Copy the data below verbatim, from the line with "On this screenshot, the shovel blade" to the line with "[494,108,603,234]", both lines included. Reproduce only those lines.

##########

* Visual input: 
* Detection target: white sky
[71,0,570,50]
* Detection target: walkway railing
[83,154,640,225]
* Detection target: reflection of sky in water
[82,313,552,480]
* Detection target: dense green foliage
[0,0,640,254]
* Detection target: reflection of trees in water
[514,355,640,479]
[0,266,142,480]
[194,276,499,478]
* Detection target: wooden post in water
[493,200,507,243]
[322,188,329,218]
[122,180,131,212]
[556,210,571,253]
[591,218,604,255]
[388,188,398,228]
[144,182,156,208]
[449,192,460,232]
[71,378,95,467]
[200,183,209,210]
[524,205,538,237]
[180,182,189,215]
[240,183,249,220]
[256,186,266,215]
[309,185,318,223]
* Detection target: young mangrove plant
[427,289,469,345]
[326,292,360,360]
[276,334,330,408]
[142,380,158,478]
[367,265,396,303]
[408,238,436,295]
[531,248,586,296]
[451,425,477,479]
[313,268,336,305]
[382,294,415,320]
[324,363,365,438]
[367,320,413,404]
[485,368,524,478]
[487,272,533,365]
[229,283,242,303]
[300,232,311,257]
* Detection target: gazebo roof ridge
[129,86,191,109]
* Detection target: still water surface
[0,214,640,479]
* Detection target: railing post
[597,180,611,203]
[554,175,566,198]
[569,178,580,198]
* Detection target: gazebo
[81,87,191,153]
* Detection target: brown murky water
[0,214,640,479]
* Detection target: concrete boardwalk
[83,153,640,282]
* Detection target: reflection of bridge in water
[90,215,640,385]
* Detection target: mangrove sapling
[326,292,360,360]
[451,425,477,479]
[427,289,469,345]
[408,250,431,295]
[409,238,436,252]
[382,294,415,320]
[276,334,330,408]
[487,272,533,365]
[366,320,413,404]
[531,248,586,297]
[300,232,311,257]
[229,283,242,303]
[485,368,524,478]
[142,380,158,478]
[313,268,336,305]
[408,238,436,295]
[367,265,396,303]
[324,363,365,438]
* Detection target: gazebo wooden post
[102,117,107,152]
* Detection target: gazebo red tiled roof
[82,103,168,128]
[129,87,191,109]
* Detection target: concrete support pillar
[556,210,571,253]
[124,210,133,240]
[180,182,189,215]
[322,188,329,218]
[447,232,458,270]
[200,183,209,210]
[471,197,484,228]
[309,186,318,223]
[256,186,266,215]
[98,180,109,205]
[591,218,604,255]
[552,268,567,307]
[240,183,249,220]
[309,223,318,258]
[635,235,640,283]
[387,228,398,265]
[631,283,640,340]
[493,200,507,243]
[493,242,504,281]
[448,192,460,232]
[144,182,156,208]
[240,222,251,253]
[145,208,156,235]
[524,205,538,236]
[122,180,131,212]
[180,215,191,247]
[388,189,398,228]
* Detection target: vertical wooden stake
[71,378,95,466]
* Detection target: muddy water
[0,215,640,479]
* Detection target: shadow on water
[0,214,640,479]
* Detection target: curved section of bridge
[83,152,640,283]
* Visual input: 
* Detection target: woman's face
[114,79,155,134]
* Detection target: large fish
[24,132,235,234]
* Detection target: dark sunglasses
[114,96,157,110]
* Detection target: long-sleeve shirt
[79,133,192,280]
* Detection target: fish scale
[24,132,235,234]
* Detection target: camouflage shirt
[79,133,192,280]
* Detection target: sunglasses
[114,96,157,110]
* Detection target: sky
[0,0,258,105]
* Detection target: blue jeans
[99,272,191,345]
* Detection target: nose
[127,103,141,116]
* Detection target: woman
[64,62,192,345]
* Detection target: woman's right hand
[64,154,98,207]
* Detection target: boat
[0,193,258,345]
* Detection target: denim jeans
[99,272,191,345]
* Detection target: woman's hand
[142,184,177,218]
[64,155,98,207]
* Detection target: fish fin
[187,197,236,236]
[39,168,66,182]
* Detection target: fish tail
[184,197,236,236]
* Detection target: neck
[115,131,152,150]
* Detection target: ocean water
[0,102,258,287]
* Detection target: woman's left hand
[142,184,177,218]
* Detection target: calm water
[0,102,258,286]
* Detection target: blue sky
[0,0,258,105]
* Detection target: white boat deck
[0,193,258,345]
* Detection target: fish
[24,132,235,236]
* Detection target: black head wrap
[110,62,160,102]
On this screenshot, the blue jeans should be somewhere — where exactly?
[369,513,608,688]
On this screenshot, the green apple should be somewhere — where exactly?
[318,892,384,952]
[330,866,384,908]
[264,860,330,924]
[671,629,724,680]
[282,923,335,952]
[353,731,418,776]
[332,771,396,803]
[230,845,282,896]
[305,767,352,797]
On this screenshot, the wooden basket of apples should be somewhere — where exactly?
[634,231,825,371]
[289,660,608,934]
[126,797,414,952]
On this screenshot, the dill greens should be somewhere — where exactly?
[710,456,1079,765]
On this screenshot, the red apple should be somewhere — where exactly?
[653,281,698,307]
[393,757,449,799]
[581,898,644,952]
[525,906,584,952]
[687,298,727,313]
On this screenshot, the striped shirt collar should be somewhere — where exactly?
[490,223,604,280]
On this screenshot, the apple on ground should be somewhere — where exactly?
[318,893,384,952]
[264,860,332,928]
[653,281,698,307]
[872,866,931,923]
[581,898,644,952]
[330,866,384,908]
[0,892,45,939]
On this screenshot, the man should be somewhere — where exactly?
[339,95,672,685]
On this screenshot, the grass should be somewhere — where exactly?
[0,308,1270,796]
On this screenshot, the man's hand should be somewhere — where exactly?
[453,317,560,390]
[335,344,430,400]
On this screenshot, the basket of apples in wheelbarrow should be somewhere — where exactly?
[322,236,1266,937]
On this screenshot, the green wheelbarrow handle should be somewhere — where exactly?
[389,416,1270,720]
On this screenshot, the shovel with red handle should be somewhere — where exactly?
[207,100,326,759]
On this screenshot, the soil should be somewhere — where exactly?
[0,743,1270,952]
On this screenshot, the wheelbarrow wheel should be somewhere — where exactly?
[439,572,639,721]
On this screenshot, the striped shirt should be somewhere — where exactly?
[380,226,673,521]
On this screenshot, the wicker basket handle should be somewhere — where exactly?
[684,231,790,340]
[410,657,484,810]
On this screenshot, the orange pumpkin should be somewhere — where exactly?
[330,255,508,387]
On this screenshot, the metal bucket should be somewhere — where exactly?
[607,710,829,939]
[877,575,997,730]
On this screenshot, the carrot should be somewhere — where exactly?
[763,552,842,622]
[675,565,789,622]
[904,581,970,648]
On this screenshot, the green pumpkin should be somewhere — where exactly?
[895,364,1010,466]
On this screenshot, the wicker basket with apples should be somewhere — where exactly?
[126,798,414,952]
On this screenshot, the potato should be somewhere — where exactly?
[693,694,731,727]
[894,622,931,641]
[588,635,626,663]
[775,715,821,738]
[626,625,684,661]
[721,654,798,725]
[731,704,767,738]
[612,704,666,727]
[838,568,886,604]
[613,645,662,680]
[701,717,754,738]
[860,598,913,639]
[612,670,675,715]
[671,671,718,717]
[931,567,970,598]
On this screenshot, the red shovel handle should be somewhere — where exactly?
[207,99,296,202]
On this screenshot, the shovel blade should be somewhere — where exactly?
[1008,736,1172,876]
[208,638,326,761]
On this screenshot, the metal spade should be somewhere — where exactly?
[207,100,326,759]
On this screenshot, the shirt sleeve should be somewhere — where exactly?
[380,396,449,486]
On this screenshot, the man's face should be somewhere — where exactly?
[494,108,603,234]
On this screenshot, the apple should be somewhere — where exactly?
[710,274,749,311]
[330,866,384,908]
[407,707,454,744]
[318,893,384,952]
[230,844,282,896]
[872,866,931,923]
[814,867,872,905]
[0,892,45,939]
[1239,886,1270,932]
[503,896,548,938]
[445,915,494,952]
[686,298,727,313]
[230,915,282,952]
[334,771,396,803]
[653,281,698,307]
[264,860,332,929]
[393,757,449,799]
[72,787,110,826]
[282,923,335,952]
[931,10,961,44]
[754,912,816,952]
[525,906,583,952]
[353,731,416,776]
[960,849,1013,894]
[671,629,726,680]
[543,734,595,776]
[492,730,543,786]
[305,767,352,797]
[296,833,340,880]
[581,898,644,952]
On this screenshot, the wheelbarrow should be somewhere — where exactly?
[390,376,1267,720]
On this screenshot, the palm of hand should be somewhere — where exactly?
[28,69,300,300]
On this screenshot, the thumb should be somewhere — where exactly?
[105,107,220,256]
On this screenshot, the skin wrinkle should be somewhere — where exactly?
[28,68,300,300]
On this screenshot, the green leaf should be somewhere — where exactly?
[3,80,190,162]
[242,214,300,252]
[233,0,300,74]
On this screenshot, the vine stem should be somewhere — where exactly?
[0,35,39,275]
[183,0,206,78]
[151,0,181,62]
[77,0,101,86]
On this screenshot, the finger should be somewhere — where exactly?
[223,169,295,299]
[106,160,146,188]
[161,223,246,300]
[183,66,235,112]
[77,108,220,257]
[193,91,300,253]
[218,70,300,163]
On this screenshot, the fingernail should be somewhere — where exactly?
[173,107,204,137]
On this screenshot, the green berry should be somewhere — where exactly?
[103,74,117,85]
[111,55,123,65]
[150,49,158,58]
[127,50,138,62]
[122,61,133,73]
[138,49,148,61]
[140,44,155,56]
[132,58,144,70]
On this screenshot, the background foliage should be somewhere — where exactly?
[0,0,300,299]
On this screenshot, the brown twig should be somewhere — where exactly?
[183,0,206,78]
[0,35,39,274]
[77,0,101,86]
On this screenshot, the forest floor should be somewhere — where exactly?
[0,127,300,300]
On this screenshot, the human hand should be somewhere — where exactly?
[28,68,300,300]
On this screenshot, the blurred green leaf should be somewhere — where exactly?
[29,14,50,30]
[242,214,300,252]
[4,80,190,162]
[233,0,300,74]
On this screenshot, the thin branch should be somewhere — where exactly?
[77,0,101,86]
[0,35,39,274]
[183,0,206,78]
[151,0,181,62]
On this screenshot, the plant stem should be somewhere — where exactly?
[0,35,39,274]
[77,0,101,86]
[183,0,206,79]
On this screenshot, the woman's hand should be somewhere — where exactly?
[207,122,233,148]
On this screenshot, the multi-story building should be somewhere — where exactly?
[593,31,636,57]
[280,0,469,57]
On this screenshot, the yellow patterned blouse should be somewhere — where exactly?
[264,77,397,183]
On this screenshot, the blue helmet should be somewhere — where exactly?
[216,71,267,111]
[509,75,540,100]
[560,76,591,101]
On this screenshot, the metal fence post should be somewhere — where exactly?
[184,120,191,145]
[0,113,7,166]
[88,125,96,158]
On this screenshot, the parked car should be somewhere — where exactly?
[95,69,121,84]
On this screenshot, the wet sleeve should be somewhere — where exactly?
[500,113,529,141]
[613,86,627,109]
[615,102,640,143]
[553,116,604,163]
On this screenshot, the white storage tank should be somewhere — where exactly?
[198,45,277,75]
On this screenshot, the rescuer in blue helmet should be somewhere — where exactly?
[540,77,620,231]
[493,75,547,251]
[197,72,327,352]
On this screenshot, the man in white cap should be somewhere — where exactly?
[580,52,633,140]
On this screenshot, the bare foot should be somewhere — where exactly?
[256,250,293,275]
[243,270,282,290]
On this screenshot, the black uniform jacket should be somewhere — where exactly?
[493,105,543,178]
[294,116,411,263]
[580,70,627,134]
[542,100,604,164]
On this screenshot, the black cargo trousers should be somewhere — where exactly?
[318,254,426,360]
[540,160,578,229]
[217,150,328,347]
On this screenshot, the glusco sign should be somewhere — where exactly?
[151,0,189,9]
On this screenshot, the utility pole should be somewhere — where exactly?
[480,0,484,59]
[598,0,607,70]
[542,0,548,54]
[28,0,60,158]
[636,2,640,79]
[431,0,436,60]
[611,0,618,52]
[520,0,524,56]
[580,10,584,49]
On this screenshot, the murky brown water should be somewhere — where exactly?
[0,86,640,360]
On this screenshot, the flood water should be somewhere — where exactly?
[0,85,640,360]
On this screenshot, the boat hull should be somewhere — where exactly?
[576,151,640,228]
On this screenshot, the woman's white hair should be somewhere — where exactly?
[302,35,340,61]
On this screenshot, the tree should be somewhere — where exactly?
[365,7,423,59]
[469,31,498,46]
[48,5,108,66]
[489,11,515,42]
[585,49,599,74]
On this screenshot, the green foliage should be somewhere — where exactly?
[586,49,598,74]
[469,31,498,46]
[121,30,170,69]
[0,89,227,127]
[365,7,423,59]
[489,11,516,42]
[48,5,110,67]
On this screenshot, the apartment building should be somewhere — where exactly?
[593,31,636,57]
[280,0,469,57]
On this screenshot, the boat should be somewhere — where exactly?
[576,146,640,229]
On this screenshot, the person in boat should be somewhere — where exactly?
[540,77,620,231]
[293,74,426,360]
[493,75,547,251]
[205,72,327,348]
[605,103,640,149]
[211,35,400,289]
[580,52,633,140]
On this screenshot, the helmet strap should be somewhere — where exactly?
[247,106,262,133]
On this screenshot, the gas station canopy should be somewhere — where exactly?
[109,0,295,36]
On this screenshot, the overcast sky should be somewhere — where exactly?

##########

■ The output:
On this screenshot, the shovel blade should be somewhere — where exactly?
[1008,736,1172,876]
[208,638,326,761]
On this screenshot, the metal spade should be somewhere — where exactly?
[207,100,326,759]
On this screenshot, the shirt sleeve should be somewhere — where exactly?
[380,396,449,486]
On this screenshot, the man's face should be somewhere — where exactly?
[494,108,603,234]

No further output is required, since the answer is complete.